Reading passage:
------------------------------------------------
Most cities have free debt management agencies that can help you get a handle on your debt, create a budget, and pay your creditors. If you find that you are drowning in debt, contact one of these agencies and set up an appointment to discuss your situation. Bring all of your financial information to your appointment, including all of your bills (even the ones you are not behind on) and all of your income information (pay stubs, etc.).
Your financial counselor will look over what you owe and what you make. The counselor will call all of your creditors and set up a payment plan that fits within your budget. He will then help you set a budget. This budget will have to be very strict. The theory is that, once you get into debt, it’s time to stop thinking about spending and start thinking about paying. You’ll not have much, if any, money for entertainment or extras. You’ll be very limited as to what you can spend.
You will pay the credit counseling agency an agreed upon amount every week and they will send the funds to your creditors directly. This arrangement should stop all creditor calls and let you breathe easier, but you have to follow through!
Remember, credit counseling is free in most areas. You don’t need to pay a credit recovery agency to help you “fix” your credit. As a matter of fact, you can negotiate with your creditors if you like, but credit counselors generally have more experience and more clout. Since the service is free, there’s no reason not to let them handle it.
Understanding the terminology that surrounds debt can be difficult. Here, we have explained a few terms in easy-to-understand language.
Principal – Principal is the actual amount of the loan.
Interest – Interest is the amount you pay each month to carry a loan.
Collateral – Collateral is something that you offer to a creditor to secure a debt. The creditor may or may not retain ownership of the collateral until you pay off what you owe.
Secured debt – Secured debt is a loan that uses a tangible item as collateral. The creditor may retain ownership of the collateral until you pay off what you owe, even though you may have actual possession of the item. For instance, a car is collateral for a car loan. Although you have possession of the car, the lender actually owns it until you pay it off.
Unsecured debt – Unsecured debt is a loan that is not backed by collateral. Unsecured debt is not easy to get (except for student loans) unless you have a stellar credit rating.
------------------------------------------------
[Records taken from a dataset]
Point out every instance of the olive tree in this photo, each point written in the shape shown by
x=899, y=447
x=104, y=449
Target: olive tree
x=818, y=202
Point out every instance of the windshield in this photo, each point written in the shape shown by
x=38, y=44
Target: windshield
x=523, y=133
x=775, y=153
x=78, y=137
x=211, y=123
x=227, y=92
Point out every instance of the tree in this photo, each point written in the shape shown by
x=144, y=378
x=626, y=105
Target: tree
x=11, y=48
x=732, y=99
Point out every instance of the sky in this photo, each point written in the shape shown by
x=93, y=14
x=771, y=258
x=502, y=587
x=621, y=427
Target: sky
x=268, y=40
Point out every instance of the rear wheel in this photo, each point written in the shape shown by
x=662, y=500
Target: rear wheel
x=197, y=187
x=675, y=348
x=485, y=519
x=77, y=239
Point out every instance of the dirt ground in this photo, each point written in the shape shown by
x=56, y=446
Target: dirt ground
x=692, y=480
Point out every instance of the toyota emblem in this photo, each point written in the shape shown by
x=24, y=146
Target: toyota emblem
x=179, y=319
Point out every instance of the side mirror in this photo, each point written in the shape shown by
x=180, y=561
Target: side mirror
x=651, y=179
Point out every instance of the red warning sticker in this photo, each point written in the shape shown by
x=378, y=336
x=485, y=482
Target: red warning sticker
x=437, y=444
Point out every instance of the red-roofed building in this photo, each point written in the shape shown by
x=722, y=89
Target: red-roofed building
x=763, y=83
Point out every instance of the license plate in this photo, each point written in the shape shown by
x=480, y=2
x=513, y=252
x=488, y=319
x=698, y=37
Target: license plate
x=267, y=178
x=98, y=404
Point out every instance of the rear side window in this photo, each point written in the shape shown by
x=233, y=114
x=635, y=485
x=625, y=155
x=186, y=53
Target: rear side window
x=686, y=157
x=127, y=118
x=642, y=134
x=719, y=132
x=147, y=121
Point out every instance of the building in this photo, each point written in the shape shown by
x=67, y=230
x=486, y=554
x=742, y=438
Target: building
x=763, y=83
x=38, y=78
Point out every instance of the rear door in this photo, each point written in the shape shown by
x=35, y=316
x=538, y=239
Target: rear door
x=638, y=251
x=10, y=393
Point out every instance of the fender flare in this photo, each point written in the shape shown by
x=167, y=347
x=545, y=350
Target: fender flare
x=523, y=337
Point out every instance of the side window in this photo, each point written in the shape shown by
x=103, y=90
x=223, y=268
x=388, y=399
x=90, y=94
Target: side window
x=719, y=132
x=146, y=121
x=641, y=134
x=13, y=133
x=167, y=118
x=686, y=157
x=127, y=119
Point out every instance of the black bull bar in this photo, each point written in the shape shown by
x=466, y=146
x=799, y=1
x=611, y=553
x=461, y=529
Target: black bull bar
------------------------------------------------
Requirement A: Copy the passage on managing debt from "Remember, credit counseling" up to and including "in easy-to-understand language.", switching "clout" to "influence".
Requirement B: Resume the passage on managing debt, picking up after its last sentence.

Exercise result A:
Remember, credit counseling is free in most areas. You don’t need to pay a credit recovery agency to help you “fix” your credit. As a matter of fact, you can negotiate with your creditors if you like, but credit counselors generally have more experience and more influence. Since the service is free, there’s no reason not to let them handle it.
Understanding the terminology that surrounds debt can be difficult. Here, we have explained a few terms in easy-to-understand language.

Exercise result B:
Judgment – A judgment is a legal motion that says that you have not honored your commitment to pay off a loan. A judgment remains in force until you pay it off but it will remain on your credit report for several years after you finish paying. Paying off a judgment is called “satisfying” it.
Default – Default happens when you don’t pay what you owe as you agreed.
Collection – When you are late on a payment or default on a loan agreement, your creditors will try to contact you to collect what you owe. After a period of time, most creditors will “write off” bad debt and sell your debt to a collection agency. Collection agencies can be very aggressive in their collection practices.
Repossession – Repossession happens when you don’t pay for an item you used as collateral for a loan. For instance, if you don’t make your car payments as agreed, the finance company can take the car back and sell it at auction.
Foreclosure – Foreclosure is like repossession of a house. If you don’t make your house payments as agreed, the finance company can take the house back and sell it to someone else. You will most often owe the difference between what you owe on the house and what the bank is able to sell it for.
Bankruptcy – Bankruptcy happens when someone goes to court and explains that they can’t pay their debt as agreed. They can either enter into a payment plant to repay their debt under the court’s supervision (called Chapter 13 bankruptcy) or they can eliminate their debt entirely (called Chapter 7 bankruptcy). Bankruptcy damages your credit and remains on your credit report for several years after the bankruptcy has been discharged (ended).